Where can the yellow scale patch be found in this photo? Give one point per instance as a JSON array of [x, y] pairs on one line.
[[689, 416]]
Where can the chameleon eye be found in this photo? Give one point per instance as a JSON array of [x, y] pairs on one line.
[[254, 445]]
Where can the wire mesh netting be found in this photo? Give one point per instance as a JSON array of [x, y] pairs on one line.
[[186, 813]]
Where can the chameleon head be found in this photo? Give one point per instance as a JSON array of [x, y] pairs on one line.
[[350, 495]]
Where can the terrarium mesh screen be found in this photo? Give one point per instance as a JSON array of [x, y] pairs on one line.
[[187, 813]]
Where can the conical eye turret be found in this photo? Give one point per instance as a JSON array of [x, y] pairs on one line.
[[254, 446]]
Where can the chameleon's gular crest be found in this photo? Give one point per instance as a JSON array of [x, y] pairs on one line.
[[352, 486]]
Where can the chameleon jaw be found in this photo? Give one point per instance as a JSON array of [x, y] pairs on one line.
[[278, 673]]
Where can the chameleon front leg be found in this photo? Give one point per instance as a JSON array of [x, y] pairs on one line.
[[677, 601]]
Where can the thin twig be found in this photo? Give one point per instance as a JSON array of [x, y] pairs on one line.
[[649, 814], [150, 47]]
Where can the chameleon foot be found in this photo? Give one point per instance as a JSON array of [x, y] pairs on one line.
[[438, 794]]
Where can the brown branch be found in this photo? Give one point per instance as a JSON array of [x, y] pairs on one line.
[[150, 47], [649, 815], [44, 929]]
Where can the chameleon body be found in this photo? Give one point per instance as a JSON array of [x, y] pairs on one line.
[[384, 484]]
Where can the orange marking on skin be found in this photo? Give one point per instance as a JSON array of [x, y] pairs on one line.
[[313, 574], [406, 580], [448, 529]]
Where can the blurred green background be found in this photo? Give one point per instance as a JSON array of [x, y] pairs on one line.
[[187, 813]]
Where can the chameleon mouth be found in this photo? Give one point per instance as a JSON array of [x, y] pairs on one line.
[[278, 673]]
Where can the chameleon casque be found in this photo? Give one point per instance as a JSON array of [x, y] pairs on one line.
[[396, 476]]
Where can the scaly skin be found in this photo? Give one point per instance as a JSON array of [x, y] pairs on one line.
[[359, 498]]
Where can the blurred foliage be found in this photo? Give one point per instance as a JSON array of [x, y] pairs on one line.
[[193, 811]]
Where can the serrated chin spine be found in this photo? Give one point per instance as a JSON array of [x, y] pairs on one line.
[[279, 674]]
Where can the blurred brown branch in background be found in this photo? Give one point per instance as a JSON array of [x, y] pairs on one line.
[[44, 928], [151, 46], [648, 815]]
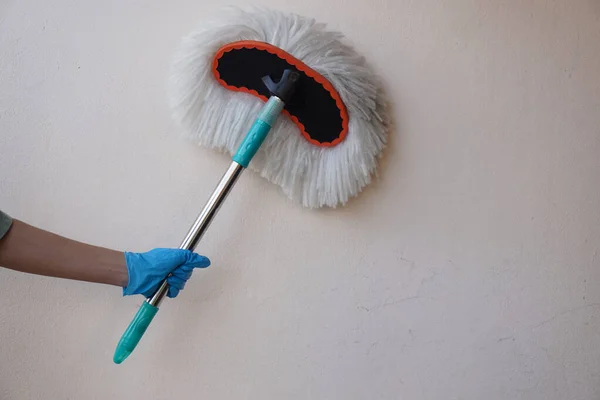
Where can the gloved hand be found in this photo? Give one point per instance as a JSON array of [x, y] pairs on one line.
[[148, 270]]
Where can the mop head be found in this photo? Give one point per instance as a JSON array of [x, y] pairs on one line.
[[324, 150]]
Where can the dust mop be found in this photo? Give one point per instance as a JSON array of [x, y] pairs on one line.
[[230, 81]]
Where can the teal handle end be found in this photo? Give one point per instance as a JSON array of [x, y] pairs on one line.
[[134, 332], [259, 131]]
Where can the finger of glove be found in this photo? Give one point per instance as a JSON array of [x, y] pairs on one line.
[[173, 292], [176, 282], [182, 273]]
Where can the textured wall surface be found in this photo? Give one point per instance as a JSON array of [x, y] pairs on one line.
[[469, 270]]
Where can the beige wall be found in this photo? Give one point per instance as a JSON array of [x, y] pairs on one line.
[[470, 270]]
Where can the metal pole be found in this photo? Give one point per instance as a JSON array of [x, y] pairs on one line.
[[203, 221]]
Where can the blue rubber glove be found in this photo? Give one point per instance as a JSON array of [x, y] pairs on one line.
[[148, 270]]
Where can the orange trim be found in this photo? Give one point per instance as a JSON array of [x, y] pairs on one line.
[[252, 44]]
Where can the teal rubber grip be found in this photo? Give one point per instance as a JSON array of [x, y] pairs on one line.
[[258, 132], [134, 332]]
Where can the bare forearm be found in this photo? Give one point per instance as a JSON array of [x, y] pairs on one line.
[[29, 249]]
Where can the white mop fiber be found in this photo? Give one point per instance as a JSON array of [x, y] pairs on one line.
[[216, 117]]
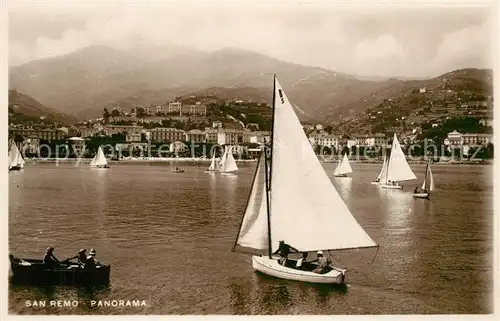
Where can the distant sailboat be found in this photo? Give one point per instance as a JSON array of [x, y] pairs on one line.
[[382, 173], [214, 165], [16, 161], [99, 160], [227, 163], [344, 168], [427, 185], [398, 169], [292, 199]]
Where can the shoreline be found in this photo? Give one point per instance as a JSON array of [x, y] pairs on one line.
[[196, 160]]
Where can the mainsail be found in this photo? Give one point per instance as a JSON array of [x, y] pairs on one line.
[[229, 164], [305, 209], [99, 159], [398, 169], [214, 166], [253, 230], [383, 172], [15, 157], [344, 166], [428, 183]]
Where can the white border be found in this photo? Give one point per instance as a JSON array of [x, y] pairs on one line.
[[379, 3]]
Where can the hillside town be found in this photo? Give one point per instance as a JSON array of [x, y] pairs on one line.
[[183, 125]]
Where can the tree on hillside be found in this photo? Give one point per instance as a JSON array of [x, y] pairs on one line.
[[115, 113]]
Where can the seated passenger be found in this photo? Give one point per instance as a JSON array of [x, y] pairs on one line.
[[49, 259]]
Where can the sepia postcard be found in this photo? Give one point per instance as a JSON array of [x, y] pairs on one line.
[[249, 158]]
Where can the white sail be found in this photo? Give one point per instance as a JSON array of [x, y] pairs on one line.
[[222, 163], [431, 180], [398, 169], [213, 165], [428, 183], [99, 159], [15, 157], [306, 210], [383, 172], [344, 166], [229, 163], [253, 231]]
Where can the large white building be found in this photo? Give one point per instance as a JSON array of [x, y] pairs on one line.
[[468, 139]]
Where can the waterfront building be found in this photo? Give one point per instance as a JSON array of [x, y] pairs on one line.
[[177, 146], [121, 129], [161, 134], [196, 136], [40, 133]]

*ABOUT THIS EXERCISE*
Your copy should match the records word for word, with the pictures removed.

*SOLVED PROBLEM*
Where can the yellow scale patch be found in this photo? Give one point per instance as a JSON array of [x, y] pairs on one line.
[[689, 416]]
Where can the chameleon eye be found in this photo? Give one point per instance as a JSON array of [x, y] pairs on one line.
[[254, 445]]
Where can the wire mesh netting be found in this photo? Give one point per instance as a JSON array of [x, y] pairs on one line.
[[186, 813]]
Where can the chameleon head be found in this photo? Give one point per instance as a JSON array of [x, y] pairs on one line.
[[350, 495]]
Where can the terrarium mesh screen be found in this photo? Give one point per instance as a JSON array of [x, y] pairs on one line.
[[187, 813]]
Where can the conical eye turret be found in this photo? Give one point per instance as a JSON array of [x, y] pairs on one line.
[[254, 446]]
Where can the chameleon's gular crest be found in this photo? Give one point per instance as a JSON array of [x, y] pairs on one line.
[[352, 486]]
Where can the chameleon jaw be found in this photo? Give one point per instance as a JSON array of [x, y] pairs on one line.
[[278, 673]]
Where can the chameleon front leg be found in this photo? Give one point per instance as a JSON array of [x, y] pairs on one line.
[[677, 601]]
Where can the thin twig be found in this photo? Give one point per instance as a JSON array of [x, y] pairs on one line.
[[649, 814], [150, 47]]
Where can the chameleon foot be found in this photo? Give one point per instance as a JSON array of [x, y] pairs on one line.
[[438, 794]]
Where can the brown branch be found in this photo? Give one point per instance as a JSON array of [x, y] pairs on one line.
[[150, 47], [649, 815], [44, 929]]
Where can the chameleon body be found in this photo? Give one point per instance as a JSON array of [x, y] pairs on one line.
[[384, 484]]
Where can the orange marking on skin be found in this photo? Give one point per instance as a JSON array of [x, y] pairs on one line.
[[313, 574], [406, 580], [448, 529]]
Where can the blurred green background be found in this photo? Give one point per instance as a JSON array of [x, y] pairs on one line.
[[187, 813]]
Where can the chameleon mouth be found in this photo? Give one point per instance as a JSON array of [x, y] pairs on one line.
[[278, 673]]
Where can the chameleon casque be found in this photo? Give one point per instance as a JSON array of [x, y] pairs on one line.
[[396, 476]]
Where can the scaly skin be found in this photo? Give one point per instance as a JSON array of [x, y] pairs on one line.
[[359, 498]]
Where can the blurred foliage be found in this photo? Give one point per instance as a JSON array of [x, y] pairs on one line.
[[193, 811]]
Where can the serrated chin spine be found in this photo? Give one point per instance as a JSON array of [x, y] pairs on one line.
[[279, 674]]
Where can the blurred brown branch in background be found in this photo? Give one point per instance as a JSON array of [x, y] pairs on one line.
[[44, 928], [151, 46], [648, 815]]
Where can the gloved hand be found in this photo? Give one point per instance as a JSON array of [x, y] pairs on one line.
[[148, 270]]
Where can the mop head be found in this photo? Give one point per instance as a JSON array of [x, y] pairs on one line.
[[324, 150]]
Where can the dust mop be found in this photo? Give one point per instance as a JSON array of [x, y] pairs on one line.
[[230, 81]]
Where can the teal handle end be found in this photo? Give one point per instance as a JSON array of [x, y] pairs on one line.
[[134, 332], [259, 131]]
Where can the finger of glove be found in this photo? Give one point per instance as a JSON array of [x, y] pairs on one line.
[[173, 292], [176, 282], [182, 273]]
Where can the textured wall surface be found in this photo? Give one point per instance as a JSON array of [x, y] pairs on one line.
[[469, 270]]
Where can the beige wall be found in this photo? Give one point per instance as a JSON array of [x, y] pairs on one line.
[[470, 270]]
Where can the metal pole be found in this photo? Give one point per instance as a JSON array of [x, y] pairs on one line.
[[203, 221]]
Where can the blue rubber glove be found in this photo? Give one point per instance as a JSON array of [x, y] pairs on one line.
[[148, 270]]
Where can the orange trim be found in this photo? Give one point per instance as a JSON array of [x, y] pairs on one line.
[[252, 44]]
Where can the teal rubber grip be found in this photo? Give one point per instance as a JSON array of [x, y] pairs on one line.
[[258, 132], [134, 332]]
Where can the bare forearm be found in this photo? Give one point per instance as a JSON array of [x, y] pairs on one line.
[[29, 249]]
Where can the white mop fiber be found in this photo? Give one point per instance as a JSON array of [x, y] pairs on one line.
[[216, 117]]
Where can the distant sailboat be found in this photo? Give one point per instance as a JSON array of [x, y] pairs on one line.
[[382, 173], [214, 165], [16, 161], [99, 160], [227, 163], [344, 168], [427, 185], [398, 169], [292, 199]]
Where can the shoreline be found in this photo? Give one point per instance as a JSON array of [x, y] pairs on one line.
[[196, 160]]
Where can the mainsail be found in this photo? Give one point per instance as a JSON array of [x, y] pairs on one line.
[[229, 164], [305, 209], [99, 159], [398, 169], [214, 166], [253, 230], [383, 172], [15, 157], [344, 166], [428, 183]]
Where can the white border be found in this photo? Give one point per instance as a JSON array of [x, y] pairs on one line.
[[379, 3]]
Where can the hillside town be found in this photo? Give one point per instance as a JSON array of [x, y] pairs on one line.
[[183, 125]]
Where can the tree on hillside be found in this photo? Give one point per instance as a JSON array of [x, y] pairs on one line.
[[115, 113]]
Where can the seated passenger be found in this photo? Give one point per instance as a JSON array of [x, y] pairs on one line.
[[49, 259]]
Where can the sepia postcard be found in this photo? Give one point per instance as a JSON array of [x, y] pairs on one line.
[[249, 158]]
Where can the white sail be found in this photo? Give one point per instance as a JSON array of [x, y] pairs on one line.
[[222, 163], [431, 180], [398, 169], [213, 165], [428, 183], [99, 159], [15, 157], [306, 210], [383, 172], [344, 166], [229, 163], [253, 231]]
Where can the large white building be found in this photo? Give one point per instance as a JSON array of [x, y] pairs on one line.
[[468, 139]]
Where can the waterfront building be found in this photo? Give one point per instance as a JSON array of [x, y] pairs on one line.
[[177, 146], [121, 129], [161, 134], [196, 136], [40, 133]]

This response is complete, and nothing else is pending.